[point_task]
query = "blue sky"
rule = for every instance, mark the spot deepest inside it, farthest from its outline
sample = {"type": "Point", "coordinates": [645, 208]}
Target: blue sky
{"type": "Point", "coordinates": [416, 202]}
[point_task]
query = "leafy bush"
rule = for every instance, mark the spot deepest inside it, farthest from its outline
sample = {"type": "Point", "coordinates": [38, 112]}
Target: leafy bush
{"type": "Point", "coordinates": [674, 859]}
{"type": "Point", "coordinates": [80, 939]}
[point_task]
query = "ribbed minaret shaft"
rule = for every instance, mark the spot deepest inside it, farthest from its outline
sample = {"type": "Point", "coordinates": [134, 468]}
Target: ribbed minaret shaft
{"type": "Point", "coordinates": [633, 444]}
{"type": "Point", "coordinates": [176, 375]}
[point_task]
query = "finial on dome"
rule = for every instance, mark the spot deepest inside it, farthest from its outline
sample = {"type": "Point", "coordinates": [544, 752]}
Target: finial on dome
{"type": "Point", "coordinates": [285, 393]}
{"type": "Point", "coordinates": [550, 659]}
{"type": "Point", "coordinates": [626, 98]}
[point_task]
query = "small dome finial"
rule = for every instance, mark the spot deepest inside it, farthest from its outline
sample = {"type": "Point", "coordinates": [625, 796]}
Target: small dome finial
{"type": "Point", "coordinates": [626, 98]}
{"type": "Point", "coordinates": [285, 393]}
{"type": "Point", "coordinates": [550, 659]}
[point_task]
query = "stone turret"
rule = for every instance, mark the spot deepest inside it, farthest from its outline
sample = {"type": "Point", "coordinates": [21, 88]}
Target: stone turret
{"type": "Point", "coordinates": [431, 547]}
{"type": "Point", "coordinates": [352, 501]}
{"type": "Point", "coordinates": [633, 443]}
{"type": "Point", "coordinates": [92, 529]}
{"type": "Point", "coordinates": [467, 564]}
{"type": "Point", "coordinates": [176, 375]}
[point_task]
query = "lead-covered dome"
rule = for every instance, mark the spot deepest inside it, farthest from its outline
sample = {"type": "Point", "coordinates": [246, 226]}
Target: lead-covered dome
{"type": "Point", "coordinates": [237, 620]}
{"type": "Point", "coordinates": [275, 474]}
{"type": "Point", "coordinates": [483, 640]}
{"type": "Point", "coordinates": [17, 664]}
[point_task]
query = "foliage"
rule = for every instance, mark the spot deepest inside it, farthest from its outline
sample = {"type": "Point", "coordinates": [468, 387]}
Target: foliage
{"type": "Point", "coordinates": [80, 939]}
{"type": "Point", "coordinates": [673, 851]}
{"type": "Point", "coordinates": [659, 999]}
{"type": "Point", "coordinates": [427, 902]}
• • • • •
- [To do]:
Exactly as they stand above, write out the entries.

- [Exercise solution]:
[point_task]
query = "blue sky"
rule = for every instance, mark the spot deepest inside it, farthest from its outline
sample = {"type": "Point", "coordinates": [645, 208]}
Target: blue sky
{"type": "Point", "coordinates": [416, 202]}
[point_task]
query = "leafy bush"
rule = for every instance, mark the spot deepest inside it, farthest from its outline
sample = {"type": "Point", "coordinates": [38, 112]}
Target: leafy bush
{"type": "Point", "coordinates": [674, 859]}
{"type": "Point", "coordinates": [80, 939]}
[point_task]
query = "ribbed minaret shaft"
rule = for every instance, mark the spot deepest inside it, farthest from its outline
sample = {"type": "Point", "coordinates": [134, 468]}
Target: ribbed minaret shaft
{"type": "Point", "coordinates": [633, 444]}
{"type": "Point", "coordinates": [176, 375]}
[point_task]
query = "finial on dome"
rule = for every instance, mark the spot deepest inside it, farthest from its outline
sample = {"type": "Point", "coordinates": [544, 752]}
Target: finial on dome
{"type": "Point", "coordinates": [285, 393]}
{"type": "Point", "coordinates": [550, 659]}
{"type": "Point", "coordinates": [626, 98]}
[point_task]
query = "small dome finial"
rule = for every instance, mark the spot deepest inside it, farthest from its outline
sample = {"type": "Point", "coordinates": [625, 796]}
Target: small dome finial
{"type": "Point", "coordinates": [626, 98]}
{"type": "Point", "coordinates": [285, 393]}
{"type": "Point", "coordinates": [550, 659]}
[point_task]
query = "stone turret"
rule = for every instance, mark the spot deepest inside it, farthest from its outline
sample = {"type": "Point", "coordinates": [21, 88]}
Target: stone turret
{"type": "Point", "coordinates": [431, 547]}
{"type": "Point", "coordinates": [352, 501]}
{"type": "Point", "coordinates": [633, 443]}
{"type": "Point", "coordinates": [92, 529]}
{"type": "Point", "coordinates": [467, 564]}
{"type": "Point", "coordinates": [176, 375]}
[point_task]
query = "lead-covered dome"
rule = for every instance, mark the spot deepest inside it, farthest from its outline
sample = {"type": "Point", "coordinates": [246, 226]}
Target: lead-covered dome
{"type": "Point", "coordinates": [237, 620]}
{"type": "Point", "coordinates": [275, 474]}
{"type": "Point", "coordinates": [483, 640]}
{"type": "Point", "coordinates": [17, 664]}
[point_task]
query = "foliage"
rule = for every instance, mark the spot deepest inside it, farthest from its outline
sample = {"type": "Point", "coordinates": [468, 387]}
Target: foliage
{"type": "Point", "coordinates": [80, 939]}
{"type": "Point", "coordinates": [673, 851]}
{"type": "Point", "coordinates": [659, 999]}
{"type": "Point", "coordinates": [427, 902]}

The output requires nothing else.